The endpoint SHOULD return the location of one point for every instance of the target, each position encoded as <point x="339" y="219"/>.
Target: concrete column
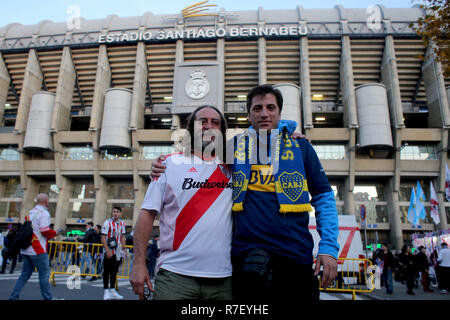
<point x="4" y="87"/>
<point x="389" y="77"/>
<point x="291" y="103"/>
<point x="448" y="95"/>
<point x="64" y="93"/>
<point x="347" y="85"/>
<point x="102" y="83"/>
<point x="305" y="84"/>
<point x="349" y="201"/>
<point x="433" y="79"/>
<point x="262" y="60"/>
<point x="179" y="51"/>
<point x="101" y="195"/>
<point x="440" y="188"/>
<point x="179" y="58"/>
<point x="138" y="187"/>
<point x="220" y="56"/>
<point x="32" y="82"/>
<point x="139" y="195"/>
<point x="137" y="119"/>
<point x="63" y="206"/>
<point x="29" y="194"/>
<point x="394" y="214"/>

* [AIM OF THE TASK] Leave the pictures out. Repeat every entry above exactly.

* [TASK SOLUTION]
The endpoint SHOULD return the location of one point for every instance of the target, each position encoded as <point x="339" y="219"/>.
Target: concrete column
<point x="4" y="87"/>
<point x="389" y="77"/>
<point x="291" y="103"/>
<point x="448" y="95"/>
<point x="64" y="93"/>
<point x="347" y="85"/>
<point x="102" y="83"/>
<point x="305" y="84"/>
<point x="349" y="201"/>
<point x="433" y="79"/>
<point x="262" y="60"/>
<point x="179" y="51"/>
<point x="101" y="195"/>
<point x="440" y="188"/>
<point x="179" y="58"/>
<point x="138" y="187"/>
<point x="220" y="56"/>
<point x="32" y="82"/>
<point x="139" y="195"/>
<point x="137" y="119"/>
<point x="63" y="206"/>
<point x="29" y="194"/>
<point x="394" y="214"/>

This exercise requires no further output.